■ **BRIEF**:
Every line with the word "below" in it should be extracted from the data that follows.

■ **RECORDS SHOWN**:
┌────────
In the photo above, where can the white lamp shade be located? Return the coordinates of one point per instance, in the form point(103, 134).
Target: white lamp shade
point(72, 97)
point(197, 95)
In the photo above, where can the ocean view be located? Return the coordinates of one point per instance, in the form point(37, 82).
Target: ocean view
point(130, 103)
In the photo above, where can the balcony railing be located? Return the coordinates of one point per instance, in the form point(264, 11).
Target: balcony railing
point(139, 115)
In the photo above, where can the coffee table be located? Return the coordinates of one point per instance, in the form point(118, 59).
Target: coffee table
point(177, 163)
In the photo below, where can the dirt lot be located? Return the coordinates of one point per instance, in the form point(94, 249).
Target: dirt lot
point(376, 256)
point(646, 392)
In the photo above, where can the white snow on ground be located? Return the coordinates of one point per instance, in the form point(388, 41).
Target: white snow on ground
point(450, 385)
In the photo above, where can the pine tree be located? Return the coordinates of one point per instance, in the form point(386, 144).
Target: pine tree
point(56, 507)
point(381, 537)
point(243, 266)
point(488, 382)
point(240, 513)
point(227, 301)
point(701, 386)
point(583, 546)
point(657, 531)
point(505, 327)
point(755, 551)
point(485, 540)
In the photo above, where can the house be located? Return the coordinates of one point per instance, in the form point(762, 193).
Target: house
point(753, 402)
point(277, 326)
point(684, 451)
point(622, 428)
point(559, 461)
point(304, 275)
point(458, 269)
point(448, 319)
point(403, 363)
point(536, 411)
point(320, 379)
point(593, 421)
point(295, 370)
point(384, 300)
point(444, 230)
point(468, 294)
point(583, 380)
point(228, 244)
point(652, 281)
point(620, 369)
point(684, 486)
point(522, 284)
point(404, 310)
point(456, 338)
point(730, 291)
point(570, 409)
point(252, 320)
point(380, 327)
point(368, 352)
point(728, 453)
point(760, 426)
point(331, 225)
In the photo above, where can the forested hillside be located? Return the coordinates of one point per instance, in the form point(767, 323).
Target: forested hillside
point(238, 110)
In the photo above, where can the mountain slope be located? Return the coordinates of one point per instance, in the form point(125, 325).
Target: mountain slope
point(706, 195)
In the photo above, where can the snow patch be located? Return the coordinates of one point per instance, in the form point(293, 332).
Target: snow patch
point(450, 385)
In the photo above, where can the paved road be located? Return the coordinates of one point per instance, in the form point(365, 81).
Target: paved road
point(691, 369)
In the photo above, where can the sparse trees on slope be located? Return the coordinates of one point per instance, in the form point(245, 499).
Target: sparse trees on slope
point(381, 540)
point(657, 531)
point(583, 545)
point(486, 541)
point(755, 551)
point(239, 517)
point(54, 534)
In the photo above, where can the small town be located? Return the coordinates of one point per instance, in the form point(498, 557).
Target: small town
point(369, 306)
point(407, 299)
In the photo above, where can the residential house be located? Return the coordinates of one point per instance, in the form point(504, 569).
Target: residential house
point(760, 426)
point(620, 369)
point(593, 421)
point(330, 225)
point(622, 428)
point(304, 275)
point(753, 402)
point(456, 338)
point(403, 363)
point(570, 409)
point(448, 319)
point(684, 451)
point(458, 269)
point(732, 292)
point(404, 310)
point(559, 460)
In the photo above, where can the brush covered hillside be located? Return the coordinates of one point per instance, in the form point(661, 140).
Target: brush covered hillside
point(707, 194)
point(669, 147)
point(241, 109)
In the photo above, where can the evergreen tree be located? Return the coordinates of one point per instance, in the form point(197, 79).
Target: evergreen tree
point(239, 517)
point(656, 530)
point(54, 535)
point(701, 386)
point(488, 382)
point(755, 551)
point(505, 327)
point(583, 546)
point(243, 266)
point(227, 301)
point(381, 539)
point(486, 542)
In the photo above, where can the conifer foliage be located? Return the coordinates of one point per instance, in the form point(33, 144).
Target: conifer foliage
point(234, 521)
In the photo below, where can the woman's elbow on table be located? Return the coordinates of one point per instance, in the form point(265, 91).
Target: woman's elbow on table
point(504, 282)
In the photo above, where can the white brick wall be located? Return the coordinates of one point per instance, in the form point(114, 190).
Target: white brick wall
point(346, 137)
└────────
■ **ANSWER**:
In the photo below, where can the dirt lot be located? Return the coordinates of one point per instance, in the form point(94, 249).
In the photo below, where can the woman's elbow on table be located? Return the coordinates of one point per instance, in the form point(265, 91).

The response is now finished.